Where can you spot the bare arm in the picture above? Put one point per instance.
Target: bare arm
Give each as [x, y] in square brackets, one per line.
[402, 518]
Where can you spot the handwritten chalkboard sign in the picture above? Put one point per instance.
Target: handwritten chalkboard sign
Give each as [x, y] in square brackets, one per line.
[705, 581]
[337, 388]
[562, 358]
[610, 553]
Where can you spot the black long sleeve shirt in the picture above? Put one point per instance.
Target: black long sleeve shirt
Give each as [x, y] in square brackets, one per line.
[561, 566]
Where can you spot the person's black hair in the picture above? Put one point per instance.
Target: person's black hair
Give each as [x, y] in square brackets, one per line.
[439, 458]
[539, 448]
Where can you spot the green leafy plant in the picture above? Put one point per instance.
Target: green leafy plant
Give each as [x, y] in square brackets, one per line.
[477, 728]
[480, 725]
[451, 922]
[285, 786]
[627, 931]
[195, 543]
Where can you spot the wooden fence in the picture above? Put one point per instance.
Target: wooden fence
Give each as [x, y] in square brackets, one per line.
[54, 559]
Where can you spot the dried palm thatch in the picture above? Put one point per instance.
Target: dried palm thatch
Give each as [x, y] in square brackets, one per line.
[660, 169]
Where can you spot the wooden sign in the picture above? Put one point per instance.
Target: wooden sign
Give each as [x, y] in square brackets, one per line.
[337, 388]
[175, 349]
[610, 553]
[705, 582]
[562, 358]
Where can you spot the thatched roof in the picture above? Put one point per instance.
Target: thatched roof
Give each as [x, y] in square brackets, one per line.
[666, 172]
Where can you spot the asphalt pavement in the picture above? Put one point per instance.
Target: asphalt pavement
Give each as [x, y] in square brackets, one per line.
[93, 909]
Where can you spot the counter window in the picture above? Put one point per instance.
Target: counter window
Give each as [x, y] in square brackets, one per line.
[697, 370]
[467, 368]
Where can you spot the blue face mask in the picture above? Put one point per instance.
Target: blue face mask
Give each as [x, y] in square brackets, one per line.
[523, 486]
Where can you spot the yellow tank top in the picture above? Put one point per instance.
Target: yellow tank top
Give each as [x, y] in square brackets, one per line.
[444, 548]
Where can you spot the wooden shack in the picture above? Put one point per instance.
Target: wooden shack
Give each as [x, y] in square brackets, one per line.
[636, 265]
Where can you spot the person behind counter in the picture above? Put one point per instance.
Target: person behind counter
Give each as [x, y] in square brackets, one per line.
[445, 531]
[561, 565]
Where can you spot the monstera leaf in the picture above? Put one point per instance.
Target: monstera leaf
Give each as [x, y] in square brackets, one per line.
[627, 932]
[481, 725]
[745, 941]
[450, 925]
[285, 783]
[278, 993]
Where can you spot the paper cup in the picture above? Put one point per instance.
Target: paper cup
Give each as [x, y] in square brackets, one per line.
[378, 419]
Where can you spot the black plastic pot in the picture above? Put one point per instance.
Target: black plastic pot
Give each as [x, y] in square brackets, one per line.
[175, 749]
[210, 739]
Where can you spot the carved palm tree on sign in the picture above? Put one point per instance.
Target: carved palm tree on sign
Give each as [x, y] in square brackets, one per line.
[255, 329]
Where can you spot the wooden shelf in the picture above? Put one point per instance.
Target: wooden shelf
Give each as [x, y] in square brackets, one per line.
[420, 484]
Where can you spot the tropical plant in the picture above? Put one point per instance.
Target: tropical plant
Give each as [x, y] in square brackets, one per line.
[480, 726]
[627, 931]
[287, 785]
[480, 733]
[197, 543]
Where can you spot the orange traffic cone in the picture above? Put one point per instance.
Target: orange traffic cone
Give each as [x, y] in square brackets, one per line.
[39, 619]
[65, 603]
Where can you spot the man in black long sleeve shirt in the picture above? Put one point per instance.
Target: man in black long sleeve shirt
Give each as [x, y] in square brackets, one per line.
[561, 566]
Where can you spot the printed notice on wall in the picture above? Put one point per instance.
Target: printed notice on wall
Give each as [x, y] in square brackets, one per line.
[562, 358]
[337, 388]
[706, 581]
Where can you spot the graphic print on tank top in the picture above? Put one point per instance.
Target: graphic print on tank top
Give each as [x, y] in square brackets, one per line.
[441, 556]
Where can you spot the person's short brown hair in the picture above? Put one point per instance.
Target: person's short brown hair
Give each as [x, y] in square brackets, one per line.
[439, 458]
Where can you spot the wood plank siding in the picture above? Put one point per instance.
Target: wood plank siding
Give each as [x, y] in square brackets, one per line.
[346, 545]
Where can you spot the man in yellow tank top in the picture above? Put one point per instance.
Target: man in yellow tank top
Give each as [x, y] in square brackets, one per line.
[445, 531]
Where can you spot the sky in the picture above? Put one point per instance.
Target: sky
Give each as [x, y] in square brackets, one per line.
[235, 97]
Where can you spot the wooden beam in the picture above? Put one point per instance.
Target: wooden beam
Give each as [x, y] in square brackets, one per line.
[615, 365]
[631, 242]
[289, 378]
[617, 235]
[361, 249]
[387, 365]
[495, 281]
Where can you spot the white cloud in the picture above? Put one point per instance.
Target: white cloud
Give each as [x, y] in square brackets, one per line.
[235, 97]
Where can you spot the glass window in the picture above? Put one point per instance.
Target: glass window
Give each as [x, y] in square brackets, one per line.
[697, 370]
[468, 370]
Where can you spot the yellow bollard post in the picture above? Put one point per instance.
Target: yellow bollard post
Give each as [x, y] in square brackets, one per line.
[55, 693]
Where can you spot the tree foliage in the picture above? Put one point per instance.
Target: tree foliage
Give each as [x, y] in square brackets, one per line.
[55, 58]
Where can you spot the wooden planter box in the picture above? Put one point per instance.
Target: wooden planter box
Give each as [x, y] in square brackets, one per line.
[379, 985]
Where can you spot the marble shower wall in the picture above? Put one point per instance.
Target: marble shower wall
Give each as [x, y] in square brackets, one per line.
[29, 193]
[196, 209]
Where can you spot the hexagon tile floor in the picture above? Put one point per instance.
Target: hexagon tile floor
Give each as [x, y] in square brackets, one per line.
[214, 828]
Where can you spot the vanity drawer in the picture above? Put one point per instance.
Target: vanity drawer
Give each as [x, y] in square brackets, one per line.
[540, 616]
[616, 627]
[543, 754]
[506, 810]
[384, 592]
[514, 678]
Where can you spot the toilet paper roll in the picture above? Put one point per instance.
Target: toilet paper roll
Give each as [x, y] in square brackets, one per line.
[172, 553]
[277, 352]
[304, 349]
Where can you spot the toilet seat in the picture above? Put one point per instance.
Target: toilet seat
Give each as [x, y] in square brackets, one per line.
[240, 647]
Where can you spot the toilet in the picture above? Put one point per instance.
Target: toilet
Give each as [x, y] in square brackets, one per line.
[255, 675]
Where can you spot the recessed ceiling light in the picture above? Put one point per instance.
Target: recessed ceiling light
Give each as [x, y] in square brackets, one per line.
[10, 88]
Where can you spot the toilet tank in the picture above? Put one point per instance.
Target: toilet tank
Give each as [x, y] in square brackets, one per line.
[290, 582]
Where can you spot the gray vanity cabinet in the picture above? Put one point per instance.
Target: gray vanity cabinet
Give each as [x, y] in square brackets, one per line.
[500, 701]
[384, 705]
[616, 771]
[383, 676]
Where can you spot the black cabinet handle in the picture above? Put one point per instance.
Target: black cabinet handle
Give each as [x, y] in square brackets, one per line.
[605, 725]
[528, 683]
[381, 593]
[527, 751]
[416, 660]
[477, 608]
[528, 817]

Stated goal
Write the material out again in its entirety, exactly as shown.

Result of this task
Where can you spot the bare arm in the picture above? Put one point per instance.
Target: bare arm
Give each as [x, y] in square brackets, one per line.
[402, 518]
Where can you spot the handwritten chalkboard sign in the picture above? Put one point per instance.
Target: handwritten chalkboard sign
Give each as [x, y] in square brackets, one per line.
[705, 581]
[337, 388]
[562, 358]
[610, 553]
Where can you spot the black long sleeve shirt in the picture above? Put one point per instance.
Target: black long sleeve shirt
Give each as [x, y] in square brackets, one per line.
[561, 566]
Where can you spot the person's black hair in the picture above? Put one point per instance.
Target: person's black hair
Give each as [x, y] in square brackets, one per line.
[439, 458]
[539, 448]
Where can you spot the green leafy plant in the picture above? Put one point per instance.
Target: green leafy plant
Give each as [x, y] in square brackets, one per line.
[477, 728]
[480, 725]
[451, 922]
[285, 786]
[627, 931]
[195, 543]
Where can you spot the wooden fence in the picture above? Put one point per instance.
Target: wooden fence
Give each as [x, y] in square brackets, one per line.
[54, 559]
Where can you spot the dried palm thatch in the picture above? Put one point per instance.
Target: dried palm thatch
Give each as [x, y] in square brackets, one per line.
[660, 169]
Where can you spot the wooden sign in the picture above? Put one point per instance.
Target: wooden sign
Give each as [x, y] in square brackets, one per line.
[337, 388]
[175, 349]
[610, 553]
[705, 582]
[562, 358]
Where can you spot the thatched roof in the picture above? Put one point per instance.
Target: thatched roof
Give each as [x, y] in square brackets, one per line.
[666, 172]
Where can you spot the asphalt pavement in the picture above? Put one point per instance.
Target: asphalt pavement
Give each as [x, y] in square brackets, one per line.
[93, 909]
Where can you spot the counter window in the picture above? Put one point per instance.
Target: counter window
Give each as [x, y] in square brackets, one per line.
[697, 370]
[467, 368]
Where can you spot the blue face mask in the picture above? Put one point per instance.
Target: blue face mask
Give each as [x, y] in square brackets, one per line.
[523, 486]
Where can you spot the yellow tank top in the picture above? Put one point per instance.
Target: yellow tank top
Give each as [x, y] in square brackets, one per line.
[444, 548]
Where can you spot the wooden shack in the picture above? Put one point per instance.
Target: wooden shack
Give each as [x, y] in square brackets, one per line.
[636, 265]
Where can you spot the person behind counter in the picture above? Put one point per instance.
Target: person behind counter
Give each as [x, y] in square brackets, one per line.
[445, 531]
[561, 565]
Where can you spot the monstera leaf in the picture above? Put one point per instance.
Target: monstera leaf
Give each as [x, y] in square brackets, one per line.
[627, 932]
[481, 725]
[745, 941]
[450, 925]
[285, 783]
[278, 993]
Where can you spot the paper cup in the picture above? Put one point per instance.
Target: paper cup
Give each as [x, y] in square brackets, one per line.
[378, 419]
Where can you spot the black plastic pot in the picture above? Put one point per instance.
Target: black plastic pot
Give each as [x, y] in square brackets, one per line.
[175, 749]
[210, 739]
Where can you spot the carved palm tree on sign in the picture above? Put one point per instance.
Target: carved palm tree on sign
Give each as [x, y] in square brackets, one per line.
[255, 329]
Where can you spot the wooden shelf in the picture above? Put one point per instance.
Target: wooden shelf
Give each as [x, y] in square brackets, one per line.
[420, 484]
Where can you spot the tropical plant in the picture above? Put one point per instance.
Target: tropical plant
Give each as [x, y] in square brackets, one per line.
[480, 726]
[627, 931]
[287, 785]
[480, 733]
[197, 543]
Where can you spot the orange traffic cone in the picture above? Put one point per instance.
Target: orange traffic cone
Give each as [x, y] in square brackets, one per line.
[39, 619]
[65, 603]
Where can you spot the man in black long sleeve shirt in the picture above? Put one point per instance.
Target: man in black long sleeve shirt
Give each as [x, y] in square brackets, one per line.
[561, 566]
Where can you spot the printed notice on wall in the picture above? Put one point per instance.
Target: printed notice on wall
Give each as [x, y] in square brackets, one per line.
[562, 358]
[337, 388]
[706, 581]
Where can you spot the graphic print on tank top in the picture above? Put one point per instance.
Target: graphic print on tank top
Give each as [x, y] in square brackets, one per line.
[441, 556]
Where can you spot the person's short brown hair in the picture above? Put one point per instance.
Target: person's short brown hair
Give each as [x, y] in square brackets, one per line.
[439, 458]
Where can you spot the wood plank siding in the picture above? Put one point per instance.
Target: wood plank siding
Give each as [x, y] in square brackets, one per line.
[346, 545]
Where can you spot the man in yellow tank top in the picture above? Put one point per instance.
Target: man in yellow tank top
Give each as [x, y] in square brackets, one per line.
[445, 531]
Where can you spot the sky in the picture above? Put one point per instance.
Target: sky
Give each as [x, y] in square brackets, one per line.
[235, 97]
Where can you spot the wooden beam in the picture above? Put one point per instance.
Target: wooden beam
Give each as [x, y] in square brackets, one per line.
[615, 365]
[631, 242]
[289, 378]
[617, 235]
[361, 249]
[387, 365]
[495, 281]
Where can you spot the white cloud in the picture above? Put one point per instance.
Target: white cloud
Give each as [x, y] in square brackets, one per line.
[235, 97]
Where can you spot the glass window in the picture above? Put one point per instance.
Target: glass window
Give each as [x, y] in square brackets, one per line.
[697, 370]
[468, 370]
Where can you spot the yellow bollard post in the picture above? Put one point per instance.
Target: yellow bollard post
Give each as [x, y] in square brackets, one per line.
[55, 693]
Where can you spot the tree foliage in the picture above? Put one point per instance.
Target: tree foliage
Give each as [x, y] in square brackets, one per line.
[55, 58]
Where can you spot the wooden planter box in the picture above? Put one point per instance.
Target: wooden planter box
Give each as [x, y] in square brackets, one per line.
[379, 985]
Where can you spot the marble shower wall in the picture above? Put one point per instance.
Target: marble shower wall
Give each as [x, y] in square brackets, one per line.
[29, 193]
[196, 209]
Where can you spot the hexagon tile floor in the picture above? Put one point per instance.
Target: hexagon tile floor
Give each as [x, y] in square brackets, one per line.
[214, 828]
Where can you spot the vanity drawer in the picture above? Put one point per instance.
Target: vanity drawer
Give each as [x, y] in square brackets, one per line.
[540, 616]
[616, 627]
[543, 754]
[506, 810]
[384, 592]
[514, 678]
Where can you spot the toilet paper roll in the picture above? Put one point per instance.
Target: toilet paper roll
Give each as [x, y] in square brackets, one per line.
[172, 553]
[277, 352]
[304, 349]
Where can you spot the toilet seat in the picture above? Put one point per instance.
Target: toilet seat
Give each as [x, y] in square brackets, one per line.
[240, 647]
Where can you spot the toilet in the picture above? Put one point per instance.
Target: toilet
Give each as [x, y] in square brackets, one per line.
[255, 675]
Where can you spot the recessed ceiling light in the picture above? Put one point per instance.
Target: recessed ceiling light
Give each as [x, y] in square brackets, one per line.
[10, 88]
Where can you spot the toilet tank in the picture above? Put one point per instance.
Target: toilet tank
Give each as [x, y] in square brackets, one per line.
[290, 582]
Where can you spot the gray vanity cabinet in the picture above? Put one point per instance.
Target: gray vanity cabinet
Give each as [x, y] in square brackets, one per line.
[500, 701]
[384, 705]
[616, 771]
[383, 676]
Where can you spot the black cabinet handle in the picture above? Put one point per instance.
Target: black cabinet handle
Give each as [x, y] in square brackets, one per line.
[605, 725]
[528, 683]
[381, 593]
[527, 751]
[416, 660]
[477, 608]
[528, 817]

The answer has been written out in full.